__Assignment__
Lines in the listing below that contain the string "girl" are to be found and copied.
[Start of Attachment]
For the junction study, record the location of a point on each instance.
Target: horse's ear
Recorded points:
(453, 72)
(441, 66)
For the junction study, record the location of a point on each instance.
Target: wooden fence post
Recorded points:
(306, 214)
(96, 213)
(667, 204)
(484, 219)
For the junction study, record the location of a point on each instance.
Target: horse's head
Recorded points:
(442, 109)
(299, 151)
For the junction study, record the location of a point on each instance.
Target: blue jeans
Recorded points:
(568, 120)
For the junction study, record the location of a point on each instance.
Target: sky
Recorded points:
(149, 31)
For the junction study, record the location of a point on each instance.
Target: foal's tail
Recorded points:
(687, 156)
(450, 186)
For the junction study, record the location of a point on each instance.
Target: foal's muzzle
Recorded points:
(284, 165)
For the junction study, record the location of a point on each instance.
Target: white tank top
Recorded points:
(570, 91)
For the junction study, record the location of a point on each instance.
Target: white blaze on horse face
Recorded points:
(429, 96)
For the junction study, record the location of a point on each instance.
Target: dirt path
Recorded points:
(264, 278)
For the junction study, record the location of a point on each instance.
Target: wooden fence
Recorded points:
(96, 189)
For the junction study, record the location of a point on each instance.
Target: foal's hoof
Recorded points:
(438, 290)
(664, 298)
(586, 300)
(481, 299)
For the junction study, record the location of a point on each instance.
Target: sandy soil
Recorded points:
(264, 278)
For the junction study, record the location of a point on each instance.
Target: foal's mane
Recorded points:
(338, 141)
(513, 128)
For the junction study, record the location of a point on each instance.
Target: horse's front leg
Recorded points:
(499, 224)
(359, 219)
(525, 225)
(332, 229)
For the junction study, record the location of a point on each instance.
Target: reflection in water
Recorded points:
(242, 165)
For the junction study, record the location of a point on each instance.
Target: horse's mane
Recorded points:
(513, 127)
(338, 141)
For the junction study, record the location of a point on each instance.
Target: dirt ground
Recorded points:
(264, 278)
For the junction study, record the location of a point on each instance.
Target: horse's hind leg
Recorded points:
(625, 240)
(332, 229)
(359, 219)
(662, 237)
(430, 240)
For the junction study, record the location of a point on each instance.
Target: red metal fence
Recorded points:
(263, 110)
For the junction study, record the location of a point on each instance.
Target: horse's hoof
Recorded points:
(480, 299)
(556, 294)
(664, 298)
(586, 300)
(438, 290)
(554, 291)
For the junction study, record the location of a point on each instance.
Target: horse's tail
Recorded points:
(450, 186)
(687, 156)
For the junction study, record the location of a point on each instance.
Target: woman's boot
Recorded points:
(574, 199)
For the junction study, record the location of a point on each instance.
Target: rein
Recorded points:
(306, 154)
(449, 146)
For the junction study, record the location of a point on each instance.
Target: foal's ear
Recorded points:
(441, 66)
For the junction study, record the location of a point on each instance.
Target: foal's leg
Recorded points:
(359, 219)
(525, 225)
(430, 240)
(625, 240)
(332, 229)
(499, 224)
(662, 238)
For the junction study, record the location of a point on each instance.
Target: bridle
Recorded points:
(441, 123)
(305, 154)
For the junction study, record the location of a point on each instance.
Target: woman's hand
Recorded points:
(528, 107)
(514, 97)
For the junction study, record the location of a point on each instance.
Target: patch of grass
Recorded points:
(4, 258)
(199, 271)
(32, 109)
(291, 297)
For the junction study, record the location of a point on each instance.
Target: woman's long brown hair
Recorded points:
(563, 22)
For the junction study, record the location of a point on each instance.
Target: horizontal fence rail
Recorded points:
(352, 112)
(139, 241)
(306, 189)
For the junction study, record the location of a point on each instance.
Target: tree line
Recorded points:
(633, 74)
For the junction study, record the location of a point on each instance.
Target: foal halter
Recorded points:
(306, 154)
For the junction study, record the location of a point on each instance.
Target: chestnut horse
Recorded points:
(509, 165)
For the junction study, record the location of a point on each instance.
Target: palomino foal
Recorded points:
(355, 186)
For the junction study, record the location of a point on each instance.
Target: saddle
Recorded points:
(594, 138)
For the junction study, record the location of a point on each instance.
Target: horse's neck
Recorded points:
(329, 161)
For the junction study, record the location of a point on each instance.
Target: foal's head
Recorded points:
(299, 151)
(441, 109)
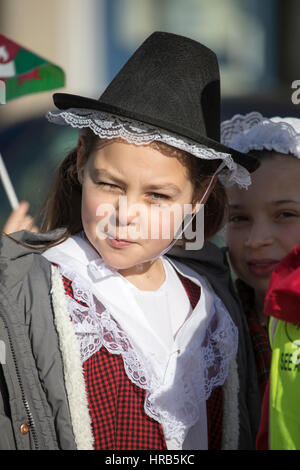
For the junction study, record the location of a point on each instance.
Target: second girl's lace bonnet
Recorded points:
(252, 131)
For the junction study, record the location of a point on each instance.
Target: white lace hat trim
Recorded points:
(255, 132)
(108, 126)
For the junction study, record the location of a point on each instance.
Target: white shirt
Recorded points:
(166, 308)
(178, 361)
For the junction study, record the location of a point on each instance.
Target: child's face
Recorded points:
(149, 183)
(264, 221)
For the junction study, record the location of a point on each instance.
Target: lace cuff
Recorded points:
(108, 126)
(175, 399)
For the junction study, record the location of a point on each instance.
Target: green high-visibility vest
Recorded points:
(284, 418)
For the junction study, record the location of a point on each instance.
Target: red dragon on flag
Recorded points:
(23, 72)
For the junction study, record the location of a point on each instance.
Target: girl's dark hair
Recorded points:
(62, 207)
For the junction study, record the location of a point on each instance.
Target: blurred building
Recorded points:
(256, 43)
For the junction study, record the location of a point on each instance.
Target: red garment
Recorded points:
(116, 404)
(281, 301)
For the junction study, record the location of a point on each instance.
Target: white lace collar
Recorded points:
(108, 126)
(177, 387)
(255, 132)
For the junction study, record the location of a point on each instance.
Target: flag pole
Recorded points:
(8, 185)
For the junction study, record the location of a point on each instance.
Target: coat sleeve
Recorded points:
(7, 440)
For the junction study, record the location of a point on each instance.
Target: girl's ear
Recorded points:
(80, 158)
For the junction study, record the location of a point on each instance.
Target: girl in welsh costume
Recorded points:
(121, 333)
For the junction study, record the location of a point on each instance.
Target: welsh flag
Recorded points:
(23, 72)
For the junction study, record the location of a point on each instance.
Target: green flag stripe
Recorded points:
(51, 77)
(26, 61)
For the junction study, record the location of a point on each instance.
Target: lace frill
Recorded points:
(108, 126)
(254, 132)
(195, 371)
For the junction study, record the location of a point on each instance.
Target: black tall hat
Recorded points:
(171, 82)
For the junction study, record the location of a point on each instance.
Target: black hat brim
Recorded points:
(64, 101)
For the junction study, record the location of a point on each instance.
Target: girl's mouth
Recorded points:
(118, 243)
(263, 267)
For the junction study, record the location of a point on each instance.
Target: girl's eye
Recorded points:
(286, 214)
(108, 185)
(238, 219)
(159, 196)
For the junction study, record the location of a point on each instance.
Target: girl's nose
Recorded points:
(259, 235)
(127, 211)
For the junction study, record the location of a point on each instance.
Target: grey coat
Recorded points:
(35, 387)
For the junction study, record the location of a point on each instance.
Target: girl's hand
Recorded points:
(19, 220)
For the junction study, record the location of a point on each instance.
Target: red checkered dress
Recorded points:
(116, 404)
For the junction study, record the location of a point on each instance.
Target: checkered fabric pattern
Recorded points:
(116, 405)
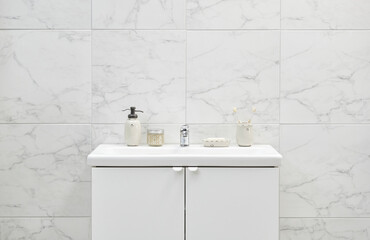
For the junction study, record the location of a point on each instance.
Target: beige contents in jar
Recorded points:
(155, 137)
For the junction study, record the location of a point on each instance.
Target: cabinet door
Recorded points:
(137, 204)
(232, 203)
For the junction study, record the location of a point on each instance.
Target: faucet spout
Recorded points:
(184, 136)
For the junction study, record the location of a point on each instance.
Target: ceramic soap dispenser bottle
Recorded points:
(132, 128)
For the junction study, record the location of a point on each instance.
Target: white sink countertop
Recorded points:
(119, 155)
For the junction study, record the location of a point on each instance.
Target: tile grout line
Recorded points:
(279, 125)
(178, 29)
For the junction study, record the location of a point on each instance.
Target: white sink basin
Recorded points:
(174, 155)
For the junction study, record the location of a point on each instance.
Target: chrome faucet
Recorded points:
(184, 136)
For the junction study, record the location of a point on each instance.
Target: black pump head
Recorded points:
(133, 112)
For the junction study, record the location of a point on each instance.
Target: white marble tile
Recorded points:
(45, 14)
(132, 14)
(325, 14)
(263, 134)
(115, 133)
(325, 229)
(325, 171)
(229, 69)
(43, 170)
(325, 77)
(145, 69)
(235, 14)
(45, 228)
(45, 77)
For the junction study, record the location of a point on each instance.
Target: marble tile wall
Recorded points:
(68, 68)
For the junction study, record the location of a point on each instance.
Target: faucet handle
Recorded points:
(184, 128)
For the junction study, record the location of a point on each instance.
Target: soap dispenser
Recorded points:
(132, 128)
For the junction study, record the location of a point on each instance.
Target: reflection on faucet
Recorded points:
(184, 136)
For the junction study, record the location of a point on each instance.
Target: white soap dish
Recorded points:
(216, 142)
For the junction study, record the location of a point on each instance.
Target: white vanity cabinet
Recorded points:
(182, 199)
(137, 204)
(232, 203)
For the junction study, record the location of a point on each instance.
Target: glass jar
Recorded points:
(155, 137)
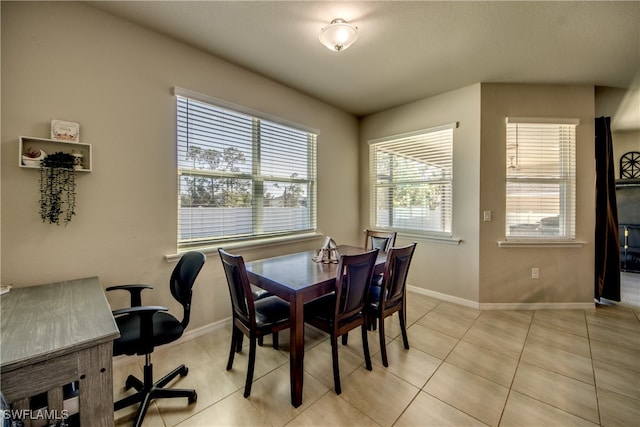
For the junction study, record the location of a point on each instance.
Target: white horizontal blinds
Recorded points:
(412, 181)
(241, 176)
(541, 178)
(287, 168)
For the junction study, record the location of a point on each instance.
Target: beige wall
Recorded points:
(441, 268)
(566, 274)
(623, 106)
(69, 61)
(477, 271)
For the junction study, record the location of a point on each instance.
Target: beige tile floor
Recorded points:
(465, 367)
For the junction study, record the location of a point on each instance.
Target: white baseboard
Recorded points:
(505, 306)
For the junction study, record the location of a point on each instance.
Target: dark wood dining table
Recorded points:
(298, 279)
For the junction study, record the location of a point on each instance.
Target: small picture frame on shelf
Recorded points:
(65, 131)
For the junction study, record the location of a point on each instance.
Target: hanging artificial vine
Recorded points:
(57, 188)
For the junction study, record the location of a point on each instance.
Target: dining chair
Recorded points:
(343, 310)
(389, 298)
(253, 318)
(381, 240)
(142, 328)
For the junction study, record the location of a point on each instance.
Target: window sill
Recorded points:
(433, 239)
(248, 244)
(542, 244)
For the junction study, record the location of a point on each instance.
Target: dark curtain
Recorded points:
(607, 256)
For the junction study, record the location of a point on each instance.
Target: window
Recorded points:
(241, 176)
(541, 179)
(412, 181)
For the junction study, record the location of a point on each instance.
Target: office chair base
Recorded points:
(147, 391)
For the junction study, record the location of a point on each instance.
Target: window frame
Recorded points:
(257, 178)
(566, 182)
(445, 233)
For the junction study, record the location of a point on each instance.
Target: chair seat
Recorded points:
(271, 311)
(323, 310)
(377, 280)
(166, 329)
(259, 293)
(374, 298)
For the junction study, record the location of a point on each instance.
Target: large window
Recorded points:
(241, 176)
(541, 179)
(412, 181)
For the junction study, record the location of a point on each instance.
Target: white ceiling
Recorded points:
(406, 50)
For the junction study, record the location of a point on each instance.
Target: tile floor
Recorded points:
(465, 367)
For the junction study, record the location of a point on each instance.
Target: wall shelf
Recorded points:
(50, 146)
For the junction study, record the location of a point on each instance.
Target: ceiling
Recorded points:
(406, 50)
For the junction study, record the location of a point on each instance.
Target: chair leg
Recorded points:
(336, 366)
(239, 341)
(403, 328)
(181, 370)
(142, 410)
(234, 338)
(252, 360)
(383, 344)
(365, 347)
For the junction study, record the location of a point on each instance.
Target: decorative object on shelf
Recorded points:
(630, 165)
(65, 131)
(57, 188)
(77, 159)
(32, 157)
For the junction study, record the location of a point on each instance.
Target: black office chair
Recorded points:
(142, 328)
(344, 309)
(253, 318)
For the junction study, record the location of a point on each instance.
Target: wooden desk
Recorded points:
(53, 335)
(298, 279)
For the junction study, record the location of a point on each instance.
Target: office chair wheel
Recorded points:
(133, 382)
(184, 371)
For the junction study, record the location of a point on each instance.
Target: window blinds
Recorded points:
(241, 176)
(541, 178)
(412, 181)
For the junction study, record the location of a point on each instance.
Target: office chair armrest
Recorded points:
(144, 310)
(134, 290)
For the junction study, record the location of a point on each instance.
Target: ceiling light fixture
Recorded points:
(338, 35)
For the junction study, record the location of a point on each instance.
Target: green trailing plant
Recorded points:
(57, 188)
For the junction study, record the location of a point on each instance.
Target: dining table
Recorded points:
(298, 279)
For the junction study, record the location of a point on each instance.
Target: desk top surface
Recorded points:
(40, 322)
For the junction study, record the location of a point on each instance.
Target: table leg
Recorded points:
(296, 362)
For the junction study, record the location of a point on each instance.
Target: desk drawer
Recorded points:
(38, 378)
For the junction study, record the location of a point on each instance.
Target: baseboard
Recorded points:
(443, 297)
(538, 306)
(504, 306)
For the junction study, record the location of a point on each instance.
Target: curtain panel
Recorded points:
(607, 249)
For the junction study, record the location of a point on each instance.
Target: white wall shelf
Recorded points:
(51, 146)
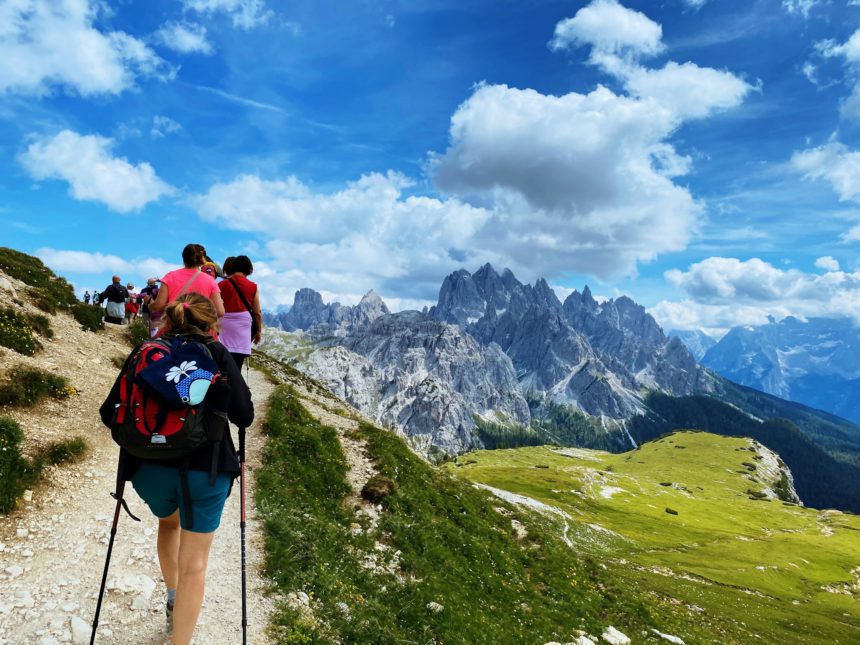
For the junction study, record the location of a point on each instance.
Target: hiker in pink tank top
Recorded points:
(189, 279)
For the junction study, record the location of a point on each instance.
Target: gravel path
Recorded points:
(52, 549)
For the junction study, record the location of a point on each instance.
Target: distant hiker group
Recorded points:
(169, 410)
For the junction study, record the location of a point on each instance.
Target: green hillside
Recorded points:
(680, 520)
(497, 572)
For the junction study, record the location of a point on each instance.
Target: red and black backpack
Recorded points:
(162, 412)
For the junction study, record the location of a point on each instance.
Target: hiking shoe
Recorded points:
(169, 612)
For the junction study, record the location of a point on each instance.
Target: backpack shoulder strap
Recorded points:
(241, 296)
(187, 284)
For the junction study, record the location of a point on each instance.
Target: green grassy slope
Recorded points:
(438, 540)
(746, 570)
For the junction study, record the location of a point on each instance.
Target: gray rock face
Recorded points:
(309, 311)
(697, 341)
(814, 362)
(594, 356)
(423, 377)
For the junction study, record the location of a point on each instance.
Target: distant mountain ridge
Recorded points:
(500, 363)
(489, 344)
(814, 362)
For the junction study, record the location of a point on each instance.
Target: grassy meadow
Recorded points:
(681, 519)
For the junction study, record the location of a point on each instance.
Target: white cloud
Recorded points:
(163, 125)
(53, 43)
(723, 292)
(100, 263)
(611, 29)
(367, 235)
(92, 172)
(619, 37)
(849, 50)
(185, 38)
(245, 14)
(834, 163)
(852, 234)
(801, 7)
(827, 263)
(579, 182)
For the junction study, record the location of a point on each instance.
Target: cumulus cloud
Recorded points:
(100, 263)
(611, 29)
(619, 37)
(367, 235)
(799, 7)
(53, 43)
(92, 172)
(833, 163)
(185, 38)
(723, 292)
(244, 14)
(577, 181)
(827, 263)
(162, 126)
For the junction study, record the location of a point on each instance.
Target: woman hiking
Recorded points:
(185, 494)
(189, 279)
(242, 321)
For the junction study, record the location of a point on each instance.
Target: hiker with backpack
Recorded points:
(242, 321)
(115, 295)
(189, 279)
(168, 410)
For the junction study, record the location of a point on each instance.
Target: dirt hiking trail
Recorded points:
(52, 548)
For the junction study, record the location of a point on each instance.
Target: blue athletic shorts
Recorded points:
(161, 489)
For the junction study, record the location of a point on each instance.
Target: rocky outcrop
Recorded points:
(309, 311)
(597, 357)
(815, 362)
(426, 378)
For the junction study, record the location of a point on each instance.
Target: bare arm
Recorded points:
(160, 302)
(257, 313)
(219, 304)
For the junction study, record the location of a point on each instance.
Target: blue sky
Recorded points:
(700, 156)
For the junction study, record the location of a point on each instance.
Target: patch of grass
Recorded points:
(757, 571)
(137, 332)
(17, 473)
(90, 317)
(48, 291)
(16, 332)
(26, 386)
(438, 540)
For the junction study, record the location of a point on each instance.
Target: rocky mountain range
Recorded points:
(308, 311)
(815, 362)
(697, 341)
(488, 344)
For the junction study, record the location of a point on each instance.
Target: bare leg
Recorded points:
(168, 549)
(193, 558)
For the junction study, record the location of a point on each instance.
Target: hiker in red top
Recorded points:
(189, 279)
(242, 321)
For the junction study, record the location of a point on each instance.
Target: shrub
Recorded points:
(26, 386)
(91, 317)
(17, 473)
(16, 333)
(377, 489)
(41, 325)
(137, 332)
(47, 290)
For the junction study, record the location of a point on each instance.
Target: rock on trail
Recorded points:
(52, 550)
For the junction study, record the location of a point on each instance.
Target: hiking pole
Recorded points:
(120, 503)
(242, 527)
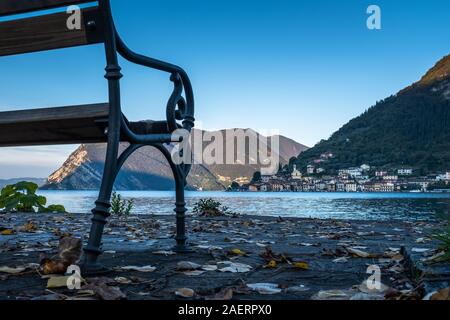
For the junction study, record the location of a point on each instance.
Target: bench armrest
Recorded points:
(178, 107)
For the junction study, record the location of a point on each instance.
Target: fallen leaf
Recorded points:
(138, 269)
(359, 253)
(11, 270)
(59, 282)
(341, 260)
(185, 293)
(187, 265)
(50, 266)
(238, 252)
(164, 253)
(234, 267)
(265, 288)
(7, 232)
(224, 295)
(272, 264)
(363, 287)
(122, 280)
(193, 273)
(295, 289)
(301, 265)
(332, 295)
(443, 294)
(209, 267)
(28, 227)
(69, 252)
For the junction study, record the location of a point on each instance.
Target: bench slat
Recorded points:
(54, 114)
(10, 7)
(48, 32)
(62, 125)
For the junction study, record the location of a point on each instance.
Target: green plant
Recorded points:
(22, 197)
(443, 236)
(212, 208)
(121, 207)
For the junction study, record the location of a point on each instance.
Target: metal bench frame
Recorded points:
(179, 112)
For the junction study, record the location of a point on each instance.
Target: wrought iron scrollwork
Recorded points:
(176, 106)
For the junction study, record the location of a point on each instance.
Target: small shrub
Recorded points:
(121, 207)
(443, 236)
(22, 197)
(212, 208)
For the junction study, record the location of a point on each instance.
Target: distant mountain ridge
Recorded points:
(38, 181)
(411, 128)
(148, 170)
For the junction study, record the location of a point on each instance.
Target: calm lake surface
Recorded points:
(365, 206)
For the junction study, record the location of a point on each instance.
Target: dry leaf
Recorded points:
(301, 265)
(122, 280)
(187, 265)
(234, 267)
(7, 232)
(185, 293)
(58, 282)
(359, 253)
(69, 252)
(103, 291)
(224, 294)
(443, 294)
(165, 253)
(138, 269)
(238, 252)
(28, 227)
(332, 295)
(272, 264)
(11, 270)
(208, 267)
(265, 288)
(193, 273)
(341, 260)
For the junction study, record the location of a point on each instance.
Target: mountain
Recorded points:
(148, 170)
(38, 181)
(411, 128)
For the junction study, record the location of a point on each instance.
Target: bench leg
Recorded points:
(180, 211)
(179, 175)
(101, 213)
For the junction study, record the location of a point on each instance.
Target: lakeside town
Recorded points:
(364, 178)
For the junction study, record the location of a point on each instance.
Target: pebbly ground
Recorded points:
(312, 259)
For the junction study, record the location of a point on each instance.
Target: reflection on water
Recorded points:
(318, 205)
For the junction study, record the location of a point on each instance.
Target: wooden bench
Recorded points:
(94, 123)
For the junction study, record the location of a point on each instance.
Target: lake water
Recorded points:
(364, 206)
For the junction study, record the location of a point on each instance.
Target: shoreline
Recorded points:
(336, 252)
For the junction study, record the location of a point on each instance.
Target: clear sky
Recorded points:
(302, 67)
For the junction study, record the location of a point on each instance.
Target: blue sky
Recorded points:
(302, 67)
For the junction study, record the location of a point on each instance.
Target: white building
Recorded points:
(405, 172)
(355, 172)
(296, 174)
(380, 173)
(320, 170)
(351, 187)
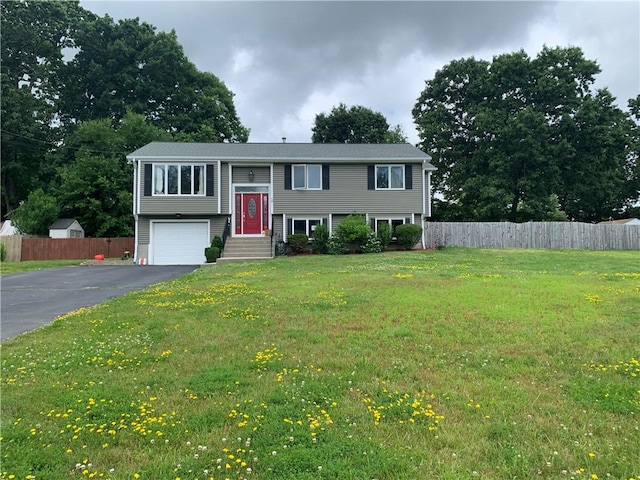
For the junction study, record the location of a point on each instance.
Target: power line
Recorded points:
(56, 145)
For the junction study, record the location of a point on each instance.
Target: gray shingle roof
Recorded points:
(62, 223)
(281, 151)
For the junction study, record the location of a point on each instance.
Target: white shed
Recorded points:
(66, 228)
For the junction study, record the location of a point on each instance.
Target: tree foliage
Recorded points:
(525, 139)
(63, 68)
(96, 188)
(356, 124)
(35, 215)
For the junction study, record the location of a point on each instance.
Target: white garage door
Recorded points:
(179, 243)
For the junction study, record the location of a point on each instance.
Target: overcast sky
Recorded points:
(288, 61)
[End of Attachment]
__Completed exercise__
Target: second girl's lace bonnet
Target: girl's dark hair
Target: girl's ear
Target: girl in welsh costume
Target: girl's mouth
Target: girl's eye
Target: girl's nose
Target: girl's hand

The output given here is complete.